PROBLEM DETAILS:
Please reproduce the lines below, swapping "inventory system" for "asset database" wherever it occurs and leaving everything else untouched.

Source records
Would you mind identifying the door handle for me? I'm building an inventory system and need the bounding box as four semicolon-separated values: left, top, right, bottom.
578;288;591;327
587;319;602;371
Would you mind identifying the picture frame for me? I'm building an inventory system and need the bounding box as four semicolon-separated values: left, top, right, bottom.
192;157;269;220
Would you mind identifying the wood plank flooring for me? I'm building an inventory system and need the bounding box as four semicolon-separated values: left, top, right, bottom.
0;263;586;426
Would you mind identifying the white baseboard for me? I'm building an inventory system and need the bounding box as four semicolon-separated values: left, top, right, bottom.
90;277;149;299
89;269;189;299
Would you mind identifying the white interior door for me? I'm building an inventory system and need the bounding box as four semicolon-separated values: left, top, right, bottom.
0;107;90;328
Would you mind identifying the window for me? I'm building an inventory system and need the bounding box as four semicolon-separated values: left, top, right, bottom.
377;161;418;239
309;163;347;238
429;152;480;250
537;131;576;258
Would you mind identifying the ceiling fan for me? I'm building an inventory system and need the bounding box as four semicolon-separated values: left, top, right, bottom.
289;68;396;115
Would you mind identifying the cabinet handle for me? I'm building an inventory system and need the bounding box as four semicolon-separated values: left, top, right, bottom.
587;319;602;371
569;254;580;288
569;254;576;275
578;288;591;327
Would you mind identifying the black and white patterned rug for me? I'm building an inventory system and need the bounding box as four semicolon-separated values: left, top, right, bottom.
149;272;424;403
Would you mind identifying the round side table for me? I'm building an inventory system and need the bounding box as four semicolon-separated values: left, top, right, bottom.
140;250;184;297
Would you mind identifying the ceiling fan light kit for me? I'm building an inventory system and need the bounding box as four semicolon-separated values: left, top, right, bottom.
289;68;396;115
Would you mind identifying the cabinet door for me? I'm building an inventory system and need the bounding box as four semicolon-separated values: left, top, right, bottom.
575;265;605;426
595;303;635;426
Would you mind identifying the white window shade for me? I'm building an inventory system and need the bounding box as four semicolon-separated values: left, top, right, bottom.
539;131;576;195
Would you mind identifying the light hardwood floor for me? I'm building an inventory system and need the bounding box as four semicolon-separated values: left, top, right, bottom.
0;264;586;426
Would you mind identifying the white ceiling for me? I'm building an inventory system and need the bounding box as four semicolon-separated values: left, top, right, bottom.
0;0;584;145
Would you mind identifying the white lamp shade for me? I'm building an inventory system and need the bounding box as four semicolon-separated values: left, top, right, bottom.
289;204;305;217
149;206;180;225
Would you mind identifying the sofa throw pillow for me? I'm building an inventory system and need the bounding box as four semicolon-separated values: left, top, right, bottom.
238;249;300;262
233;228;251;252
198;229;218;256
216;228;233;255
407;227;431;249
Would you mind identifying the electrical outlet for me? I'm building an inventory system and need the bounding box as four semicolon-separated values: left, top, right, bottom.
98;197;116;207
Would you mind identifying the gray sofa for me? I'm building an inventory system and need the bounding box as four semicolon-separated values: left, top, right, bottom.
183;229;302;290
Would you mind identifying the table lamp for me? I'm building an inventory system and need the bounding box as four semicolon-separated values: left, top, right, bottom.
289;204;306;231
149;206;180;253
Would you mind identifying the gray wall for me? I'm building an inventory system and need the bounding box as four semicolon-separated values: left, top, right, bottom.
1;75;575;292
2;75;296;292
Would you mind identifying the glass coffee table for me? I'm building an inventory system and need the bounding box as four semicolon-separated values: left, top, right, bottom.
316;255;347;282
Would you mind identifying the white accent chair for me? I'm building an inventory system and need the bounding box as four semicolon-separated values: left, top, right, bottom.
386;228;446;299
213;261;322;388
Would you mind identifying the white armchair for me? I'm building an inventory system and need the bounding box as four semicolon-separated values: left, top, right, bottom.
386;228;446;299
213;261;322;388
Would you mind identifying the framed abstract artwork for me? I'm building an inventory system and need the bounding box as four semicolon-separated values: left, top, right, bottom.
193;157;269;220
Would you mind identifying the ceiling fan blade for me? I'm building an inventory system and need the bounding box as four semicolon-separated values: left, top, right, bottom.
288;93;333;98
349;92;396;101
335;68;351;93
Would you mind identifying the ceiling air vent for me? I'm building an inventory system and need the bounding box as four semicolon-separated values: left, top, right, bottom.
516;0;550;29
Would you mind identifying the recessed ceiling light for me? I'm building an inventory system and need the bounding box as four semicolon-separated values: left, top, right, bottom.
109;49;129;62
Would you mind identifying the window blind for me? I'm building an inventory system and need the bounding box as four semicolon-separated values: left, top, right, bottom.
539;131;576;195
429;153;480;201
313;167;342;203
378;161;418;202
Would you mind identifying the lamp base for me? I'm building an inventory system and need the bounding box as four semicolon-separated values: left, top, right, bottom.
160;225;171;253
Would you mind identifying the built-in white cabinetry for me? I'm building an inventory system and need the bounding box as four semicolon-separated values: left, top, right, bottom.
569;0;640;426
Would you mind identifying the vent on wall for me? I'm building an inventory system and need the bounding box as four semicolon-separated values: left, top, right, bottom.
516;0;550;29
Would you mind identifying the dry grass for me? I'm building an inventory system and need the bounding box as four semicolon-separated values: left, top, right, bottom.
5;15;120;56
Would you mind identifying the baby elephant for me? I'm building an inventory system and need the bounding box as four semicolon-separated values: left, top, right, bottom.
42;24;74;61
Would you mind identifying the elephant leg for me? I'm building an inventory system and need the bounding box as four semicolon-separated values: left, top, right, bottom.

EXPECTED OUTPUT:
Would you mind identifying the door handle for me? I'm building an asset database and need the bounding box as four semicolon-separated values: left, top, right, bottom.
578;288;591;327
587;319;602;371
Would you mind identifying the picture frame for me? I'm building an asset database and need the bounding box as four semicolon-separated values: left, top, right, bottom.
192;157;269;220
Would you mind identifying the wood plank flooring for me? I'm building an asset database and need the bounding box as four semicolon-separated values: left, top, right, bottom.
0;263;586;426
Would you mind identifying the white baseboard for me? I'm building an asset database and need the bounding box as four semicolon-separated values: left, top, right, bottom.
90;277;149;299
89;269;189;299
Would you mind identifying the white interior door for me? I'm building an asset database and need the bounding box as four semicolon-separated values: left, top, right, bottom.
0;107;90;328
Would you mind identifying the window for me? I'm building an asset database and need the bounding box as four semicolon-separated values: left, top, right, bottom.
377;161;418;239
309;163;347;238
429;152;480;250
537;131;576;258
Would you mind identifying the ceiling fan for me? I'm building an asset database and need the bounding box as four semicolon-separated values: left, top, right, bottom.
289;68;396;115
Would you mind identifying the cabinet handle for me? I'm building an asset database and need the bounding box as four semicolon-separated values: left, top, right, bottom.
587;319;602;371
569;254;580;288
569;254;576;275
578;288;591;327
Would you mind identifying the black and white patterned rug for me? I'm building an asset database and need the bounding box as four semicolon-separated values: left, top, right, bottom.
149;272;424;403
Would you mind identifying the round side table for me? I'm building an asset database and need the bounding box as four semicolon-separated values: left, top, right, bottom.
140;250;184;297
Would you mind identifying the ceiling fan light kit for me? I'm building an asset database and need the bounding box as four semicolon-separated values: left, top, right, bottom.
289;68;396;115
Would you mind identifying the cabinet door for me? I'm building an asset database and need the bounding box as four semicolon-separated values: left, top, right, bottom.
575;265;605;426
595;303;635;426
Would you mind identifying the white window shade for me? I'm building an asset database and need the bounding box as four semicolon-separated values: left, top, right, bottom.
539;131;576;195
Would you mind identifying the light hardwood floor for me? I'm building an asset database and need the bounding box as four semicolon-separated values: left, top, right, bottom.
0;264;586;426
Would you mind identifying the white ceiling for me? I'm building an asset database and need the bounding box as four semicolon-separated values: left, top, right, bottom.
0;0;584;145
Would you mind identifying the white lamp shade for me? I'm building an asset database and need the bounding box as four semicolon-separated values: left, top, right, bottom.
289;204;305;217
149;206;180;225
Would you mind identifying the sofa throw pillow for me? I'm building an asset database and need the bounding box as four semicolon-separated values: left, top, right, bottom.
238;249;300;262
233;228;251;252
198;229;218;256
216;228;233;255
407;227;431;249
Would you mind identifying the electrical outlet for me? I'm building an asset database and need the bounding box as four semicolon-separated values: left, top, right, bottom.
98;197;116;207
Would you mind identifying the gray sofa for me? I'm building an asset database and need the bounding box as four semicolon-separated values: left, top, right, bottom.
183;229;302;290
Would you mind identifying the table lamp for me? I'm building an asset database and need the bounding box as four semicolon-separated values: left, top, right, bottom.
289;204;306;231
149;206;180;253
Would you mind identifying the gray wall for me? I'm building an asset database and need the bounding box as four semicolon-separated values: left, top, right, bottom.
1;75;575;292
2;75;296;292
Would you mind identifying the glass coffee table for me? I'm building an asset database and need the bounding box as four semicolon-separated values: left, top, right, bottom.
316;255;347;282
Would you mind identifying the white accent chair for me? I'm building an asset database and need the bounding box as four semicolon-separated values: left, top, right, bottom.
386;228;446;299
213;261;322;388
Would you mind identifying the white armchair for me? I'm building an asset database and need the bounding box as four semicolon-separated values: left, top, right, bottom.
386;228;446;299
213;261;322;388
Would you mind identifying the framed abstract artwork for me? I'm building an asset database and need the bounding box as four semicolon-separated values: left, top, right, bottom.
193;157;269;220
Would you mind identifying the ceiling fan blade for me? I'm building an asset database and need the bounding box as four semicolon-separated values: left, top, right, bottom.
288;93;333;98
349;92;396;101
335;68;351;93
Would you mind identifying the ceiling air vent for me? I'm building an asset database and need the bounding box as four semicolon-separated values: left, top, right, bottom.
516;0;550;29
Would you mind identifying the recessed ceiling light for me? I'm building an asset database and need the bounding box as four semicolon-separated values: left, top, right, bottom.
109;49;129;62
Would you mind identifying the window blind for me? I'm building an asset database and need the bounding box as four semicolon-separated values: left, top, right, bottom.
539;131;576;195
429;153;480;201
313;167;342;203
378;161;418;202
Would you mind identifying the lamp base for me? I'm building an asset database and need the bounding box as four semicolon-separated values: left, top, right, bottom.
160;225;171;253
Would you mind identifying the built-in white cabinetry for me? I'm building an asset database and need the bounding box as four semicolon-separated values: left, top, right, bottom.
569;0;640;426
Would you mind identifying the vent on wall for me? I'm building an asset database and need the bounding box as four semicolon-separated values: left, top, right, bottom.
516;0;550;29
Would you mind identifying the dry grass for me? I'm building an asset database and need the bounding box as four semicolon-separated values: left, top, right, bottom.
5;15;120;56
Would you mind identifying the baby elephant for me? I'm building an asset database and need the bounding box as four semicolon-separated values: left, top, right, bottom.
42;24;74;61
Would you mind identifying the elephant leg for me? I'm building an asset database and need the bounding box as four semicolon-separated values: left, top, right, bottom.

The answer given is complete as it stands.